## [PASSAGE]
....

Between September 22nd and October 3rd, I traveled on the roads of four former Yugoslavian Republics (Croatia, Bosnia & Herzegovina, Serbia, and Slovenia), as well as Hungary, in order to document the historical and current (geo)political relationship between architecture/urbanism and the bodies. The four main historical eras that were discussed in seven podcast conversations are roughly summarized here:
– The Second World War, during which Serbia and Slovenia were annexed or occupied by the Axis armies (Germany, Italy, Hungary, and Bulgaria), while Croatia and Bosnia formed “the Independent State of Croatia,” often referred as a “Nazi puppet-state” that persecuted its Serbian minority. Serbian and Communist Partisans resistance led to the reformation of Yugoslavia in 1945.

....

## [STORED RECORDS]
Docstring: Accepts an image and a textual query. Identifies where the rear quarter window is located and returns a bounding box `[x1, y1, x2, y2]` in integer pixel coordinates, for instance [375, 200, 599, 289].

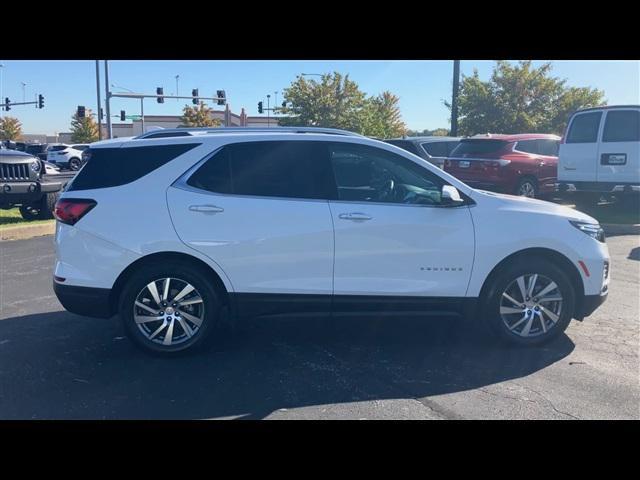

....

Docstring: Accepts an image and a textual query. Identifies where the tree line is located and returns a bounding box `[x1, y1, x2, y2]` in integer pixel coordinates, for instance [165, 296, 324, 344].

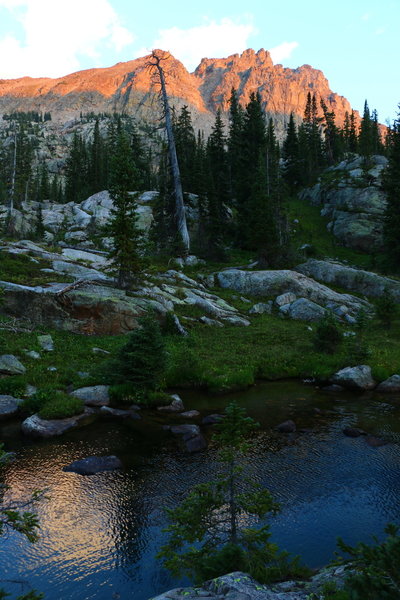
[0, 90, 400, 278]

....

## [GIVEN REQUEST]
Write the next part of the passage about traveling through the former Yugoslav republics, picking up after its final sentence.

## [EXERCISE OUTPUT]
– The Socialist Era, in particular the years during which Tito was President of Yugoslavia (1953-1980), a period of time that now corresponds for many as a nostalgic memory of prosperity and co-existence between the different ethnic groups of the region. My ignorance does not allow me to understand if it is a retrospective idealized memory — the generation born a few years after Tito’s death contribute to this narrative as well — or not.
– The 1990s wars, triggered by the political conflicts between the Serbian Nationalist government of Slobodan Milošević (1989-2000) and aspiring independentist republics (Slovenia and Croatia in 1991, Bosnia & Herzegovina in 1992, Kosovo in 1999) counting a Serbian minority (except for Slovenia). The dreadful war in Bosnia, as well as the subsequent ambiguous partition of the country between the Federation of Bosnia & Herzegovina and the Republika Srpska (where the ethnic cleansing of 1992-1995 against Bosniaks, i.e. Bosnian Muslims and, to a lesser degree, Bosnian Croats was crystallized by the 1995 Dayton Peace Agreements) was the most discussed during these conversations.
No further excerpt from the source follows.